Questions à traiter:
(1) Dans l'entretien avec la photographe, substituez « souriante » à « pétillante » et recopiez le passage allant de « Interview / Nous » jusqu'à « la situation ? » inclus.
(2) Reprenez l'entretien avec la photographe là où il s'interrompt et poursuivez-le.

Texte de la page:
# # #

Interview / Nous l'avions rencontrée en mars 2021 alors qu'elle s'installait sous les arcades de l'hôtel de ville, la photographe Émilie Fontaine est contrainte de cesser temporairement son activité pour raison de santé. Pour autant, toujours aussi pétillante, la Stéphanoise d'adoption est à mille lieues d'abdiquer face à ce nouveau défi.
Peux-tu nous résumer la situation ?
« C'est aussi simple que ça : au bout d'une superbe première année passée dans ma boutique du centre-ville de Saint-Étienne, on m'a diagnostiqué un cancer du sein très agressif, version triple négatif. Malgré six longs mois de chimiothérapie, je vais devoir subir une assez lourde intervention chirurgicale pour préserver mes chances de rémission. J'ai donc confié mon local au collectif Parallax, les photographes Alexandra Dinca et Bernard Toselli ont pris quelques temps le relais de mon activité et de certains projets, mais je dois finalement mettre fin à mon bail auprès de la Mairie car je ne pense pas pouvoir reprendre le travail à plein temps avant le printemps 2023. Après mon opération, je devrai reprendre un long processus de soins. J'ai bien conscience que je ne pourrai pas assumer de sitôt les semaines de soixante-cinq heures qui ne m'ont jamais effrayée jusqu'ici ! Il faudra laisser du temps au temps. Je ferai donc sans doute un retour progressif, en privilégiant mes engagements auprès des scolaires pour le compte du CAN, le comité des activités nouvelles des écoles publiques. Si je vais sans doute abandonner le volet portraits et mariages, j'aimerais beaucoup reprendre mes ateliers débutants quand ça sera possible, mais ce sera forcément dans un autre lieu. Je réfléchis aussi, pour l'avenir, à une solution qui me permettrait de lier la photo, ou plus généralement la culture, à la prévention de la maladie. »
A en juger par tes vidéos publiées sur les réseaux sociaux, tu sembles aujourd'hui prendre une casquette de militante...

# # #

Données fournies:
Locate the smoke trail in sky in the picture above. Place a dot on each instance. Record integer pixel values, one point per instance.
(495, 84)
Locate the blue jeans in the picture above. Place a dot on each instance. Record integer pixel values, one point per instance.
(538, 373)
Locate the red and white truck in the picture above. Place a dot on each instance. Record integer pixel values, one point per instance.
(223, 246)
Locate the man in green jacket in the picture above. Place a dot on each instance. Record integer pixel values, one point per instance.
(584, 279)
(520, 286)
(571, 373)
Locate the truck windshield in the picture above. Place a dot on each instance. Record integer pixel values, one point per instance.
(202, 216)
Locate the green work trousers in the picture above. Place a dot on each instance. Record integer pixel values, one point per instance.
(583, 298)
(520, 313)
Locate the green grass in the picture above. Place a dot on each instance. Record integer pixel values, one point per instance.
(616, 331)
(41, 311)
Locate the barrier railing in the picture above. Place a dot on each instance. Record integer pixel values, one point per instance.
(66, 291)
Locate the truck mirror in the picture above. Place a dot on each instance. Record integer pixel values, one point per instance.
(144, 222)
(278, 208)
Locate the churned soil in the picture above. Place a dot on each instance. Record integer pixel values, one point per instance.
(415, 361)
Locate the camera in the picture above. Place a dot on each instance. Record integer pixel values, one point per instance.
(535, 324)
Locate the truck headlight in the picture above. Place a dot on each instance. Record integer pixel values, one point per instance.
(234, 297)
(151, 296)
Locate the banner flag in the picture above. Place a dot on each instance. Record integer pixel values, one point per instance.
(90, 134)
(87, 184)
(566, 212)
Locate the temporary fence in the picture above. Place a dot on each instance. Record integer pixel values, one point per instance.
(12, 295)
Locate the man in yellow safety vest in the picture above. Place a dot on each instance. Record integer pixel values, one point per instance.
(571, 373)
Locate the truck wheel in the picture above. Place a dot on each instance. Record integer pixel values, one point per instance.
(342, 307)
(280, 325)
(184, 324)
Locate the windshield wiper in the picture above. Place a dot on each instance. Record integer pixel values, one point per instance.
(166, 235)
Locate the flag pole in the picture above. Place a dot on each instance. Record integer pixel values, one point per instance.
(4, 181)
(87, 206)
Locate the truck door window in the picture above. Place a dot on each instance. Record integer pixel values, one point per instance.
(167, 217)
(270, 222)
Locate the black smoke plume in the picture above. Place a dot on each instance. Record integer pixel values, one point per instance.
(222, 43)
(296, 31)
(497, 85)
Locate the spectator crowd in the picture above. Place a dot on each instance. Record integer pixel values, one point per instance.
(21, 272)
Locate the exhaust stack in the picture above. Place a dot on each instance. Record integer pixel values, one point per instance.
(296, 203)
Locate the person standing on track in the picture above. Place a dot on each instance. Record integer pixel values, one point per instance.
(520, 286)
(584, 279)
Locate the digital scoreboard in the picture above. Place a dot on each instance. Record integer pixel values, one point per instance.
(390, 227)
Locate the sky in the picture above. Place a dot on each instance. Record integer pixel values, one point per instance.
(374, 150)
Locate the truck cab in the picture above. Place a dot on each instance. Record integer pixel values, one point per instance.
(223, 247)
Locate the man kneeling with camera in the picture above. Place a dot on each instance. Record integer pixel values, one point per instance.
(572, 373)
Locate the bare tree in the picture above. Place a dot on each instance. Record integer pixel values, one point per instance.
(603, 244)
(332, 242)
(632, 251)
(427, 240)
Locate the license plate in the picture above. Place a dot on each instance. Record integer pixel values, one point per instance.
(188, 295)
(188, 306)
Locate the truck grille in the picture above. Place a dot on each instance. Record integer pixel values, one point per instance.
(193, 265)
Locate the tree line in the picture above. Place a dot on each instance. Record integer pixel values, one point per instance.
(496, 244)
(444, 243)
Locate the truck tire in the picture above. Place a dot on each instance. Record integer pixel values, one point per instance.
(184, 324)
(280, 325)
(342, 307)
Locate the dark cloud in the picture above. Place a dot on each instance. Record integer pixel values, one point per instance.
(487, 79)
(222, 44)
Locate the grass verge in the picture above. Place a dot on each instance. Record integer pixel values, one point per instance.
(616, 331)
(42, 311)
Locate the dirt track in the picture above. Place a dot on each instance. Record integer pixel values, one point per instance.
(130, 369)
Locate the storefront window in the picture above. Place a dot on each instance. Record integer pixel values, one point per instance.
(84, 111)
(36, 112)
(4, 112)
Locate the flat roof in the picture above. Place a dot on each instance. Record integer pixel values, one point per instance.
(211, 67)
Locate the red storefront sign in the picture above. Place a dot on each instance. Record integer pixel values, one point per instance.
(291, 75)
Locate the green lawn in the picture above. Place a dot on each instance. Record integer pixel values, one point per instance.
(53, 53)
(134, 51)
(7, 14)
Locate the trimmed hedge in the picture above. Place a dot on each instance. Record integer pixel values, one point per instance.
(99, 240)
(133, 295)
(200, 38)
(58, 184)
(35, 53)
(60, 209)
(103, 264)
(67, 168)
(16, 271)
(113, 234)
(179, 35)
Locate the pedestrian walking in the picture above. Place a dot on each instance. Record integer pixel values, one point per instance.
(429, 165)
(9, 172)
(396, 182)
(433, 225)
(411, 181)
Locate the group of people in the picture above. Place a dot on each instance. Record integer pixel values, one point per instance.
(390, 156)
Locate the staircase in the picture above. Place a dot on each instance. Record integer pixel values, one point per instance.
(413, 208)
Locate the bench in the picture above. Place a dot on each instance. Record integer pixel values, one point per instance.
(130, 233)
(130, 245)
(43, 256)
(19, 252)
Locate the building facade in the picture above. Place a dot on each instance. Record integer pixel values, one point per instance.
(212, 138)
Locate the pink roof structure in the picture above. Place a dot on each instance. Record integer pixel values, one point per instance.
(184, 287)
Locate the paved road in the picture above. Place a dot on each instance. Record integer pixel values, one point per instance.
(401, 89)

# # #

Réponses par consigne:
(1)
Interview / Nous l'avions rencontrée en mars 2021 alors qu'elle s'installait sous les arcades de l'hôtel de ville, la photographe Émilie Fontaine est contrainte de cesser temporairement son activité pour raison de santé. Pour autant, toujours aussi souriante, la Stéphanoise d'adoption est à mille lieues d'abdiquer face à ce nouveau défi.
Peux-tu nous résumer la situation ?

(2)
« Lorsqu'il t'arrive une tuile comme celle-ci et que tu vois toutes ces femmes dans le service de cancérologie, tu te dis qu'on ne parle pas encore assez de cette maladie. Aujourd'hui, une femme sur huit est touchée par l'une des multiples formes de cancer du sein. Personnellement, en parler est une vraie thérapie en soi, c'est bien sûr une façon d'exorciser mes peurs et mes craintes, mais c'est aussi une cause à laquelle je souhaite vraiment être utile. J'ai publié des choses sur Instagram et Facebook, que j'imagine dans une forme finale comme une sorte de manifeste. J'ai préféré communiquer, prendre les choses à bras le corps, que de m'isoler. En retour, je reçois énormément de signes de soutien, de toute part, ce qui ne m'étonne pas du tout des Stéphanois qui m'avaient déjà super bien accueillie quand je suis arrivée de Mâcon avec tout mon matériel photo. Certaines personnes m'envoient un mail sans même me connaître, simplement après avoir lu le message que j'avais collé sur la vitrine de mon atelier ! »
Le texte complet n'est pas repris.